[begin EXERCISE INPUTS]
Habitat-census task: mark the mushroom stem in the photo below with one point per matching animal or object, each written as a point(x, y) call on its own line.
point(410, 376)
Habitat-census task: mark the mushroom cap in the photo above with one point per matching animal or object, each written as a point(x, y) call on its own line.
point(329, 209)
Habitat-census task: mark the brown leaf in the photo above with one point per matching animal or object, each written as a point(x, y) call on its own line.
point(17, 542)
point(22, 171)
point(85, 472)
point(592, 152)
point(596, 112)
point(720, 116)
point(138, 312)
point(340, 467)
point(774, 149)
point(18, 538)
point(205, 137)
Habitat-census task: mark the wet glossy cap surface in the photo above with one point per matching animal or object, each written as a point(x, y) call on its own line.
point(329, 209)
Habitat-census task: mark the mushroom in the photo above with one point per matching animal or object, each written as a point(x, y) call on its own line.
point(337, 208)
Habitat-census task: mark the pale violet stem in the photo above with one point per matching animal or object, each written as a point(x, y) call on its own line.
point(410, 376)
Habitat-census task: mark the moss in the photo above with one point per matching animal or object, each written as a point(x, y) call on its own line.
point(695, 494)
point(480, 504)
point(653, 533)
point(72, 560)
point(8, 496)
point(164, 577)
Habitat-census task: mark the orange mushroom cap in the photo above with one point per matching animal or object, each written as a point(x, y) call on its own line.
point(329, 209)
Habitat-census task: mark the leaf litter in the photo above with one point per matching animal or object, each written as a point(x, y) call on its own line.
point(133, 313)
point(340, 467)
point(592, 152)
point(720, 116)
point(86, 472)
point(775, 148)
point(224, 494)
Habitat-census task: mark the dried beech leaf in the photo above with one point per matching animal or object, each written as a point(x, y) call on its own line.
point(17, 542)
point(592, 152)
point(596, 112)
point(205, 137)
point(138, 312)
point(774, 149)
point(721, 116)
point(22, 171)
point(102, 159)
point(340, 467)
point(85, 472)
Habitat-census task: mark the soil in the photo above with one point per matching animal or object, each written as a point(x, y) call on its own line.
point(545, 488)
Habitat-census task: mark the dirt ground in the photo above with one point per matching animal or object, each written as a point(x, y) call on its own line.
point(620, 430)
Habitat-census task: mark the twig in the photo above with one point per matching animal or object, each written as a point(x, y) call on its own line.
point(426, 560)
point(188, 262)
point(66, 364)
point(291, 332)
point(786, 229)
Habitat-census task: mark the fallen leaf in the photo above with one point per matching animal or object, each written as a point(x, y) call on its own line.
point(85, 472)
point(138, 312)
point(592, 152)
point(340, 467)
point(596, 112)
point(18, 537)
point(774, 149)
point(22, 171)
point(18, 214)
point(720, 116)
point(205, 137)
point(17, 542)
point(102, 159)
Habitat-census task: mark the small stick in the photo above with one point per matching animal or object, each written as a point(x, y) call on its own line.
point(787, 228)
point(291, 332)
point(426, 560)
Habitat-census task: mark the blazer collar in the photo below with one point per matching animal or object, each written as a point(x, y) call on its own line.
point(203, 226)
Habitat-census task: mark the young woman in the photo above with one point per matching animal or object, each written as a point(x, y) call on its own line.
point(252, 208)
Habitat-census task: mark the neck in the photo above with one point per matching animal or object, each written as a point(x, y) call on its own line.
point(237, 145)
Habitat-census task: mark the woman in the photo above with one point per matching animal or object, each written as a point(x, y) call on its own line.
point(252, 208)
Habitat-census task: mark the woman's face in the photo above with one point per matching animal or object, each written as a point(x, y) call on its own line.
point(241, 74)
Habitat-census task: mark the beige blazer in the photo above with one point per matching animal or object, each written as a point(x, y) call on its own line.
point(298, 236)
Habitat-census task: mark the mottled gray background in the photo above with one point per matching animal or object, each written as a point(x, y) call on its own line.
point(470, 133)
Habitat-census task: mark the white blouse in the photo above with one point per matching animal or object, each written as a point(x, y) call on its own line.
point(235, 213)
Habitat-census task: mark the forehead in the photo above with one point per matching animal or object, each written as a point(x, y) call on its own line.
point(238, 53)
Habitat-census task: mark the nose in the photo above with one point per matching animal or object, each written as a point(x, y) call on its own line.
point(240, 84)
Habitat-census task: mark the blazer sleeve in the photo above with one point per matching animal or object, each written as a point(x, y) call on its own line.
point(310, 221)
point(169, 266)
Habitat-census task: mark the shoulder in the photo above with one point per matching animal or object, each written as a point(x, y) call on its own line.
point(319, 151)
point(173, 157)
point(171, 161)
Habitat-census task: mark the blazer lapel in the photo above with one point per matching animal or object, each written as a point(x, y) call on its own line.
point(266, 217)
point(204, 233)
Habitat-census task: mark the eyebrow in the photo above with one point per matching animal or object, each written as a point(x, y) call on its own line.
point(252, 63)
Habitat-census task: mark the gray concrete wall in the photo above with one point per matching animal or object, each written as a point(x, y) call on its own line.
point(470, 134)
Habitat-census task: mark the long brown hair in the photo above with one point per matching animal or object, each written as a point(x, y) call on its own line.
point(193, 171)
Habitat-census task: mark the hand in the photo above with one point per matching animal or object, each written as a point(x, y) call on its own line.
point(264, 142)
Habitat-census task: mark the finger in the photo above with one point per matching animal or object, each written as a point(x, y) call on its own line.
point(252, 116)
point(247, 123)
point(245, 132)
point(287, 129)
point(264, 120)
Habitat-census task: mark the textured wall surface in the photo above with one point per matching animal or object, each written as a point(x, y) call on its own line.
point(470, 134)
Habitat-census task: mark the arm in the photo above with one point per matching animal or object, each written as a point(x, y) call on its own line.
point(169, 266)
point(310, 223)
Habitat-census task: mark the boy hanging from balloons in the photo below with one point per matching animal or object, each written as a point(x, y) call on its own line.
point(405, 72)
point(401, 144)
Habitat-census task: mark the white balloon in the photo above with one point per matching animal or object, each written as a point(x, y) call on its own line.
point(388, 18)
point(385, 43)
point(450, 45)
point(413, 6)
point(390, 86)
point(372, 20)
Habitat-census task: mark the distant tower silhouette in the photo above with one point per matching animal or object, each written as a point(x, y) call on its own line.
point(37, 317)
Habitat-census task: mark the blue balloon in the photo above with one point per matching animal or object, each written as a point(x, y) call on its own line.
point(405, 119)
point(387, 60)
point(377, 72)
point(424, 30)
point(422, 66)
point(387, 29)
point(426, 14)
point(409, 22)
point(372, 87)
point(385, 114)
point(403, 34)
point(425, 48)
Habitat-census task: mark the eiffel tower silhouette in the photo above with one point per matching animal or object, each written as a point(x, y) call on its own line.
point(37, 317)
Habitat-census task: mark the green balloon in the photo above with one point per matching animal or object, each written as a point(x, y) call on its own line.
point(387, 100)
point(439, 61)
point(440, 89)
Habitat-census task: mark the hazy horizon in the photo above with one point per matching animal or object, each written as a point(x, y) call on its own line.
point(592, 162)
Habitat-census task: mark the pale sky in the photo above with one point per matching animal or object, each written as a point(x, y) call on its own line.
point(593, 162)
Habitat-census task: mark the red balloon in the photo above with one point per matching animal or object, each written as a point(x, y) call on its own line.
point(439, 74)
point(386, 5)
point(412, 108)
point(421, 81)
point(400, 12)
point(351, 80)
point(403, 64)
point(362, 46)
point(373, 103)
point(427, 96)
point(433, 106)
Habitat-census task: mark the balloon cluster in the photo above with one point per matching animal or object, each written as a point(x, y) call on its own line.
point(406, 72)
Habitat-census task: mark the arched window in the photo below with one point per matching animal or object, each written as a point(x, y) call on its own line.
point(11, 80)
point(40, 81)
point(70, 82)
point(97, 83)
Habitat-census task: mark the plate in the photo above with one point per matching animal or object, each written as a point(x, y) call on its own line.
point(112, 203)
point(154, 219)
[end EXERCISE INPUTS]
[CHALLENGE] Reproduce all of the records above verbatim.

[CORRECT ANSWER]
Habitat-census task: mark the mushroom stem in the photo below with one point per matching animal or object, each written as a point(x, y) call on its own line.
point(410, 376)
Habitat-census task: mark the mushroom cap in the photo above with one point per matching animal or object, each written as a point(x, y) call on its own line.
point(329, 209)
Habitat-census task: mark the brown leaf in the photo above with one point per matching animal or object, each written as a point(x, y) call on its own line.
point(17, 542)
point(22, 171)
point(85, 472)
point(592, 152)
point(596, 112)
point(720, 116)
point(138, 312)
point(340, 467)
point(774, 149)
point(18, 538)
point(205, 137)
Habitat-census task: mark the wet glossy cap surface in the photo above with one point per matching animal or object, each written as a point(x, y) call on its own line.
point(329, 209)
Habitat-census task: mark the mushroom in the photo above with one point per matching animal or object, each written as a point(x, y) call on its own line.
point(337, 208)
Habitat-census task: mark the pale violet stem in the photo above with one point per matching animal or object, each written as a point(x, y) call on its own line.
point(410, 376)
Habitat-census task: mark the moss in the photo above with one point per matching animal or object, each written as a point(x, y) call on its own line.
point(695, 494)
point(480, 504)
point(653, 533)
point(72, 560)
point(8, 496)
point(164, 577)
Habitat-census task: mark the orange mushroom cap in the photo above with one point per matching animal or object, each written as a point(x, y) call on its own line.
point(329, 209)
Habitat-census task: mark the leaf litter in the photo above with one point per matching animal or object, each written as a point(x, y) call on its own line.
point(133, 313)
point(340, 467)
point(592, 152)
point(720, 116)
point(86, 472)
point(775, 148)
point(224, 494)
Habitat-census task: mark the dried beech leaf in the photo above with one point per matching animal or object, each written as a point(x, y) call on its own line.
point(17, 542)
point(592, 152)
point(596, 112)
point(205, 137)
point(138, 312)
point(774, 149)
point(721, 116)
point(22, 171)
point(102, 159)
point(340, 467)
point(85, 472)
Habitat-census task: mark the soil in the photo above with one point per matching animal or object, each written as a point(x, y) call on its own line.
point(545, 488)
Habitat-census task: mark the dirt ground in the photo above with one point per matching animal or object, each written as a point(x, y) call on its own line.
point(620, 430)
Habitat-census task: mark the twig in the photo above with one point per matching animal or object, each written as a point(x, y) call on its own line.
point(426, 560)
point(188, 262)
point(66, 364)
point(291, 332)
point(786, 229)
Habitat-census task: mark the fallen leaf in the photo above with one point per matching animal or object, each written as a point(x, y) call on its own line.
point(85, 472)
point(138, 312)
point(592, 152)
point(340, 467)
point(596, 112)
point(18, 537)
point(774, 149)
point(22, 171)
point(18, 214)
point(720, 116)
point(205, 137)
point(17, 542)
point(102, 159)
Habitat-census task: mark the small stick in the photo above with one point per matching animal or object, each written as a point(x, y) call on its own line.
point(787, 228)
point(291, 332)
point(426, 560)
Habitat-census task: mark the blazer collar in the photo below with one point per matching animal or object, each written as a point(x, y) call on its own line.
point(203, 226)
Habitat-census task: mark the young woman in the photo above with one point per matching animal or object, each written as a point(x, y) call on its own line.
point(252, 208)
Habitat-census task: mark the neck in the photo above with one point per matching animal or object, each written as a point(x, y) call on its own line.
point(237, 145)
Habitat-census task: mark the woman in the photo above with one point per matching animal or object, each written as a point(x, y) call on its own line.
point(252, 208)
Habitat-census task: mark the woman's face in the photo above with one point per matching animal or object, each written as a point(x, y) call on its own line.
point(241, 74)
Habitat-census task: mark the beige blazer in the photo above with one point per matching animal or object, each written as a point(x, y) call on its own line.
point(298, 236)
Habitat-census task: mark the mottled gray background in the photo above with one point per matching animal or object, each written as a point(x, y) call on its own line.
point(470, 133)
Habitat-census task: mark the white blouse in the photo above with one point per matching animal or object, each written as a point(x, y) call on its own line.
point(235, 213)
Habitat-census task: mark the forehead in the photo above with one point per matching animal or object, each written as a point(x, y) call on its own line.
point(238, 53)
Habitat-census task: mark the nose in the photo above with one point per matching animal or object, each written as a point(x, y) call on its own line.
point(240, 84)
Habitat-census task: mark the blazer sleeve in the photo above with one point per matching animal or object, each written as a point(x, y) call on its own line.
point(310, 221)
point(169, 266)
Habitat-census task: mark the shoulder in the photo above with one point per matching animal or object, each written as a point(x, y) call on its own line.
point(319, 151)
point(173, 157)
point(171, 161)
Habitat-census task: mark the blazer lapel in the photo above with one point per matching animal or object, each written as a point(x, y) call on its own line.
point(266, 217)
point(204, 233)
Habitat-census task: mark the eyebrow in the photo above with one point per matching animal or object, each written as a point(x, y) call on its own line.
point(252, 63)
Habitat-census task: mark the gray concrete wall in the photo above with one point per matching animal or object, each written as a point(x, y) call on its own line.
point(470, 134)
Habitat-census task: mark the long brown hair in the photo above with one point per matching animal or object, each written as a point(x, y) call on its own line.
point(193, 171)
Habitat-census task: mark the hand in the photo above with one point per matching animal or object, each written as a point(x, y) call on its own line.
point(264, 142)
Habitat-census task: mark the finger in the photo above with one point per matching animal or object, each written as a point(x, y) call on its own line.
point(252, 116)
point(247, 123)
point(245, 132)
point(287, 129)
point(264, 120)
Habitat-census task: mark the textured wall surface in the photo above with one point per matching animal or object, each written as a point(x, y) call on its own line.
point(470, 134)
Habitat-census task: mark the arm in the photo above with one point per matching animal or object, each written as a point(x, y) call on its own line.
point(169, 266)
point(310, 223)
Habitat-census task: mark the boy hanging from balloons in the photo below with one point per matching animal or object, each written as a point(x, y) call on its own line.
point(405, 72)
point(401, 144)
Habitat-census task: mark the white balloon in the photo above with one point per matching animal or object, each written as a point(x, y) call on its own line.
point(388, 18)
point(385, 43)
point(450, 45)
point(413, 6)
point(390, 86)
point(372, 20)
Habitat-census task: mark the distant tower silhouette in the photo above with one point per matching animal or object, each written as a point(x, y) call on its own line.
point(37, 317)
Habitat-census task: mark the blue balloon in the photo above with one point per matching animal or object, each written as a point(x, y) call on its own line.
point(405, 119)
point(387, 60)
point(377, 72)
point(424, 30)
point(422, 66)
point(387, 29)
point(426, 14)
point(409, 22)
point(372, 87)
point(385, 114)
point(403, 34)
point(425, 48)
Habitat-census task: mark the eiffel tower silhouette in the photo above with one point per matching animal or object, each written as a point(x, y) call on its own line.
point(37, 317)
Habitat-census task: mark the green balloon in the photo above with one point per matching animal or object, each written as a point(x, y) call on its own line.
point(387, 100)
point(439, 61)
point(440, 89)
Habitat-census task: mark the hazy horizon in the photo above with one point per matching animal or object, each written as a point(x, y) call on its own line.
point(592, 162)
Habitat-census task: mark the pale sky in the photo above with one point per matching animal or object, each written as a point(x, y) call on its own line.
point(593, 162)
Habitat-census task: mark the red balloon in the photo above with one point per matching animal or object, each written as a point(x, y) call on its own line.
point(439, 74)
point(386, 5)
point(412, 108)
point(421, 81)
point(400, 12)
point(351, 80)
point(403, 64)
point(362, 46)
point(373, 103)
point(427, 96)
point(433, 106)
Habitat-census task: mark the balloon cluster in the photo above with one point per matching animal or object, each written as a point(x, y) call on its own line.
point(406, 72)
Habitat-census task: mark the arched window in the photo below with one point per matching animal or object, each written as a point(x, y) call on its own line.
point(11, 80)
point(40, 81)
point(70, 82)
point(97, 83)
Habitat-census task: mark the plate in the photo above with one point per matching animal or object, each written as a point(x, y) call on its own line.
point(112, 203)
point(154, 219)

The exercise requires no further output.